§ Extracted data:

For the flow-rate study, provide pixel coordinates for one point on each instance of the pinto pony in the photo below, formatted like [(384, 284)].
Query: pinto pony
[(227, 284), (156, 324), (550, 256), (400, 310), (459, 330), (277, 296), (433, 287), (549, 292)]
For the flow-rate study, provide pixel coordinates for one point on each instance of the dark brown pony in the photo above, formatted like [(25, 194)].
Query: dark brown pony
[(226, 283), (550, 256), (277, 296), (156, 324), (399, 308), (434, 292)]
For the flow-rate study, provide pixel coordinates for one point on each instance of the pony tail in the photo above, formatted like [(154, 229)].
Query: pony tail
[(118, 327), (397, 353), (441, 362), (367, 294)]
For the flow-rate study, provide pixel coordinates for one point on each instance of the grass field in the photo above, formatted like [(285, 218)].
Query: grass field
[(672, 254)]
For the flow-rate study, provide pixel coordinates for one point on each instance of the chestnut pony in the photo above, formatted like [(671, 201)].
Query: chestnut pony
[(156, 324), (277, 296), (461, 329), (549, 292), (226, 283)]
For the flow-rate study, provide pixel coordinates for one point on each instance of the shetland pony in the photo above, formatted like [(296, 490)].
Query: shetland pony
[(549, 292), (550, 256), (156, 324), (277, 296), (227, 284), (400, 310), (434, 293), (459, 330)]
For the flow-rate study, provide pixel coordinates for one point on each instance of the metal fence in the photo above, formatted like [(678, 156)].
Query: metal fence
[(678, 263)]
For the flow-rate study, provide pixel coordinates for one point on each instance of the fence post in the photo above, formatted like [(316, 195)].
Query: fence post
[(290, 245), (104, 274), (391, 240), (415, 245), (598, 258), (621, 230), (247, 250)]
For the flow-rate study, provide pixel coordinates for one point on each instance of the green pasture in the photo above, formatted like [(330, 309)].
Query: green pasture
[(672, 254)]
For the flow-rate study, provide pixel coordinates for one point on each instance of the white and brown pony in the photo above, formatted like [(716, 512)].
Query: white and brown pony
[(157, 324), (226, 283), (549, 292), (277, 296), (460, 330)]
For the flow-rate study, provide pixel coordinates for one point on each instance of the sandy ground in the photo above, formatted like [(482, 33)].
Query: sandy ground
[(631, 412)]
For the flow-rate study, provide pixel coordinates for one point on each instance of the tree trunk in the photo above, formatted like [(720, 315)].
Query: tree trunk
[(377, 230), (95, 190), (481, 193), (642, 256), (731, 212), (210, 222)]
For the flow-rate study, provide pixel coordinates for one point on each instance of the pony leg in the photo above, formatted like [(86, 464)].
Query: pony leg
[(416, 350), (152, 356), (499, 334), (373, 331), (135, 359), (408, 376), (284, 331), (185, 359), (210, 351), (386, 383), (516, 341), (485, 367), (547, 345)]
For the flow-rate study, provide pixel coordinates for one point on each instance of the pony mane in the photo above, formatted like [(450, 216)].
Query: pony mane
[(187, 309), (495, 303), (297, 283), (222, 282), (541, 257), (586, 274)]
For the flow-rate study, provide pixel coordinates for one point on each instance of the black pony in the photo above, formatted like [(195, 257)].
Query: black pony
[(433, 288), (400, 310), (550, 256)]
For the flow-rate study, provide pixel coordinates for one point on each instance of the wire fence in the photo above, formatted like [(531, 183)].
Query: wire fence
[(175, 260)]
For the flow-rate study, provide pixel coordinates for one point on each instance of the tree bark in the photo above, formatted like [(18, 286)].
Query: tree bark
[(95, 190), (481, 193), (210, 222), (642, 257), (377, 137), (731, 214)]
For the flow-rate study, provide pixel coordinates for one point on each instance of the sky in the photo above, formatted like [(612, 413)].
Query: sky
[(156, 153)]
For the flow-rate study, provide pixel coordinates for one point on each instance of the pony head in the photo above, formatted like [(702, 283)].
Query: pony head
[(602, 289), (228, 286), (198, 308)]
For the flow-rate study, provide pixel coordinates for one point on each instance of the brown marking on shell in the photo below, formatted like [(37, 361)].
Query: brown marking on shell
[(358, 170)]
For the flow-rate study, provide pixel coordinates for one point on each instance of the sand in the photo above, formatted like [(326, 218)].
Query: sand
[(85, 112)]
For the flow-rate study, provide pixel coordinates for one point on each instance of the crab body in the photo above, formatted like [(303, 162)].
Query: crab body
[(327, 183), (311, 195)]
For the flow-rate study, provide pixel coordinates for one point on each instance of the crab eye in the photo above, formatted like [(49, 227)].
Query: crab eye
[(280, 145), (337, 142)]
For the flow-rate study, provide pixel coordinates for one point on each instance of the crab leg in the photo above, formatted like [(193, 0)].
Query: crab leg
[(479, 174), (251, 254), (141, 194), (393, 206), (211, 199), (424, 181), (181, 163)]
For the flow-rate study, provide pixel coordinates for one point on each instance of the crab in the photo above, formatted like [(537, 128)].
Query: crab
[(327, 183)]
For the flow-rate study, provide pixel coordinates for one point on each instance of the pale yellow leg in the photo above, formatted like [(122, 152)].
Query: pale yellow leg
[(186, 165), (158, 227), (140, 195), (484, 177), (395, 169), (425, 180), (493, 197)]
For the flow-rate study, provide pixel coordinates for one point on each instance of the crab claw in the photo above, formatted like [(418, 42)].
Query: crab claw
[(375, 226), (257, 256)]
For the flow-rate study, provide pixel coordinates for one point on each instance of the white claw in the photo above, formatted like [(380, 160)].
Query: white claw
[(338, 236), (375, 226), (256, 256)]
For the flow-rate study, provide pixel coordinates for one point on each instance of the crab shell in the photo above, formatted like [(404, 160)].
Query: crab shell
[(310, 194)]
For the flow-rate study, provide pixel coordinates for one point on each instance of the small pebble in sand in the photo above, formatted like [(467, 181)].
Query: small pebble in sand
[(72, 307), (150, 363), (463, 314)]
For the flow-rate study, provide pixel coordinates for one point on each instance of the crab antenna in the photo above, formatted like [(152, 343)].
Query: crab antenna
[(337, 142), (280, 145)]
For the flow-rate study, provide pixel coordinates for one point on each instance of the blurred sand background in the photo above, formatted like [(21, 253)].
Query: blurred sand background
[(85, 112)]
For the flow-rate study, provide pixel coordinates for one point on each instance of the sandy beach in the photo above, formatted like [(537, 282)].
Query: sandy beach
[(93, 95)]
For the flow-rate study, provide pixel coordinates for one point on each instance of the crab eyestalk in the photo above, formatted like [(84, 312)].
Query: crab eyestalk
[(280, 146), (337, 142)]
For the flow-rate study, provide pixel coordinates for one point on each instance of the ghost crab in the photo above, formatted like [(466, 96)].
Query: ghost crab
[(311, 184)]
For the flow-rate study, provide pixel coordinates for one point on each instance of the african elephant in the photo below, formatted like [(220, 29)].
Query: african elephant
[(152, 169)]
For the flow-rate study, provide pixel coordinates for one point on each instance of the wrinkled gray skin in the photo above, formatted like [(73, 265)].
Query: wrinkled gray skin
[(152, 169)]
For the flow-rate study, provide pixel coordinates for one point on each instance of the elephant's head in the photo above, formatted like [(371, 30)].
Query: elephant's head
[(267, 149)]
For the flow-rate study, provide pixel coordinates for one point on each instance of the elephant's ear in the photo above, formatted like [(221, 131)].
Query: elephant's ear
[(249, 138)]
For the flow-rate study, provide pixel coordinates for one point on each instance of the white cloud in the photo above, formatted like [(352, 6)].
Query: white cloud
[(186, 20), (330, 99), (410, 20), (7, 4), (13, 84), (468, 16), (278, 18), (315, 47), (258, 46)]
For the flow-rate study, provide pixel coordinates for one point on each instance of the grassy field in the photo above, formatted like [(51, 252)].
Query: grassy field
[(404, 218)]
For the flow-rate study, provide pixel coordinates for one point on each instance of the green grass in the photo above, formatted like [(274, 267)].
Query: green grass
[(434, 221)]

...

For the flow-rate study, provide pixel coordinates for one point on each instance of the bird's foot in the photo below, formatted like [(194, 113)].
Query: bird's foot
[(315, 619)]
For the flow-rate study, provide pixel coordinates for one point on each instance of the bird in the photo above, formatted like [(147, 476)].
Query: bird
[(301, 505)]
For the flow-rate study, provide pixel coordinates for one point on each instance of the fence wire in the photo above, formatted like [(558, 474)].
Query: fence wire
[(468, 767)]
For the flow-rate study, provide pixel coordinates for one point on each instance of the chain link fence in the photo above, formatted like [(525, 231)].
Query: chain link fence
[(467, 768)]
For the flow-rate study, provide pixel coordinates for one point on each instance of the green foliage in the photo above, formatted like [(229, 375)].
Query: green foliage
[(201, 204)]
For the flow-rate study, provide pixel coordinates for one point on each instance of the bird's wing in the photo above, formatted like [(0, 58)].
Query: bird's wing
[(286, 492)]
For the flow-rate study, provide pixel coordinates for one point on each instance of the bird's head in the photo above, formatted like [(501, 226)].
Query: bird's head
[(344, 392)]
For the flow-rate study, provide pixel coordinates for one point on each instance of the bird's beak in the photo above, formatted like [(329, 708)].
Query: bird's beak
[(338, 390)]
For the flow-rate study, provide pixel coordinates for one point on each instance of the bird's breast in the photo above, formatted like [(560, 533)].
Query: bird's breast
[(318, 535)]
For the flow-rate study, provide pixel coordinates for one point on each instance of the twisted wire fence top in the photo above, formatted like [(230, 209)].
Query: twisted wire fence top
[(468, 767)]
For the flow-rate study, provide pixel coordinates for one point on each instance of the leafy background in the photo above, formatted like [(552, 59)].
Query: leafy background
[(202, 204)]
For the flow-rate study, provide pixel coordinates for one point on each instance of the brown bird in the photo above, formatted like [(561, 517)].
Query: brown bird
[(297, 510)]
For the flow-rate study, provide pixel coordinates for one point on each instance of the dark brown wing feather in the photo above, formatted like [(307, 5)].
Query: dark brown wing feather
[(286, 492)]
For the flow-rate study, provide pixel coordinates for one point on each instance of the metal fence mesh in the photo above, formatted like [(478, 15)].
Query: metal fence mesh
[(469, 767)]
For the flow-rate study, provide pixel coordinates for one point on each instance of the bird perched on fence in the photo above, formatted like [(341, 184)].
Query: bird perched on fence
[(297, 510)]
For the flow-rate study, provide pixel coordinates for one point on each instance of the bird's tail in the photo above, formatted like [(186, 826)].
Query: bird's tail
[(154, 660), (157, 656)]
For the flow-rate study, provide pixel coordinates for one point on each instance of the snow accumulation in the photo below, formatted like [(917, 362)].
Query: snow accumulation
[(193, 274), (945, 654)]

...

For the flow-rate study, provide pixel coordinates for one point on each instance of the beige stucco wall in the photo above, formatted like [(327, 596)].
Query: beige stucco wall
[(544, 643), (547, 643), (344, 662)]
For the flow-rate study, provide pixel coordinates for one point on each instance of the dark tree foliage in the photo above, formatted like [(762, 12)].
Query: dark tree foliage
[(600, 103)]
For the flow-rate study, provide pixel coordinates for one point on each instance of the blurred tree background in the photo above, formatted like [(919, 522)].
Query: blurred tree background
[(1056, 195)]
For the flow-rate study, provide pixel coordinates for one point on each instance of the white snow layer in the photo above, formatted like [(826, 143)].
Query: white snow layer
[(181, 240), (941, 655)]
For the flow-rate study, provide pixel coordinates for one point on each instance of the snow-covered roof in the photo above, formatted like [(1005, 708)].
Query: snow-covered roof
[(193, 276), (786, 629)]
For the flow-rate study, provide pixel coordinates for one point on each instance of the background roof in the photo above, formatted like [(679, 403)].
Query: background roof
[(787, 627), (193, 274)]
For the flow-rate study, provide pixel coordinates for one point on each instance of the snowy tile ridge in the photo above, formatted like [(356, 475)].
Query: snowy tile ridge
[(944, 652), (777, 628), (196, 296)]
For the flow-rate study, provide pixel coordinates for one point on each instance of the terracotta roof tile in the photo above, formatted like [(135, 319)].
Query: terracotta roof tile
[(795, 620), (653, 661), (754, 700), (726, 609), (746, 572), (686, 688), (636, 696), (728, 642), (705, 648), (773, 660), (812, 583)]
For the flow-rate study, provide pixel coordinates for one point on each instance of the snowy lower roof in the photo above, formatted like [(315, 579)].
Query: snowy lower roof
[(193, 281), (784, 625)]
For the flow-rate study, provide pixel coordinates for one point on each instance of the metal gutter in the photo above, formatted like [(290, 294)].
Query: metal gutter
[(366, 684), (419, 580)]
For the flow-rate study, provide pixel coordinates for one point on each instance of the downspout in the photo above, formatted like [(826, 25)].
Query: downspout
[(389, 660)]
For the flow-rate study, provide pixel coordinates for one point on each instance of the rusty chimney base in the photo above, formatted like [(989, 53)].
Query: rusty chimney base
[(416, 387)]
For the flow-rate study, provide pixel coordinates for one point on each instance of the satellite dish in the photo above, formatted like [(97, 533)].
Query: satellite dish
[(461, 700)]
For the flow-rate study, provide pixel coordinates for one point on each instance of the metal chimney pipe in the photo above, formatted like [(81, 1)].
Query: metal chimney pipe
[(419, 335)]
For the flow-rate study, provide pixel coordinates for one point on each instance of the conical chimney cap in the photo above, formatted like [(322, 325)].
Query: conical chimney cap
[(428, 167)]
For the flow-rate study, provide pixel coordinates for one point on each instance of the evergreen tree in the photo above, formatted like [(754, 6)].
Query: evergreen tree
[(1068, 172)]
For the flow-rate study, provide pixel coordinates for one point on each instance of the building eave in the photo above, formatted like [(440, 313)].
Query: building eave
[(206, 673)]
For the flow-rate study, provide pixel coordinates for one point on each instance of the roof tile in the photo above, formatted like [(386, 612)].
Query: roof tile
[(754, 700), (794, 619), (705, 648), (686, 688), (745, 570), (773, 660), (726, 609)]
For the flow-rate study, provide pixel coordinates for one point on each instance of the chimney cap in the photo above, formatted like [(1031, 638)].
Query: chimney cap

§ What to produce: Please copy out, character for character, the lines of the material from the line that contains "like [(326, 218)]." up to and including the line that contains "[(280, 145), (337, 142)]".

§ Finished task:
For the flow-rate study, provide pixel coordinates for one point on each instance of the sand in the photo above, formatted like [(326, 218)].
Query: sand
[(85, 112)]
For the flow-rate study, provide pixel coordinates for one point on each instance of the crab body in the photo above, formatted like [(303, 162)].
Query: crab body
[(327, 183), (311, 195)]
For the flow-rate study, provide pixel coordinates for one point on each instance of the crab eye in the photo above, formatted like [(49, 227)].
Query: crab eye
[(280, 145), (337, 142)]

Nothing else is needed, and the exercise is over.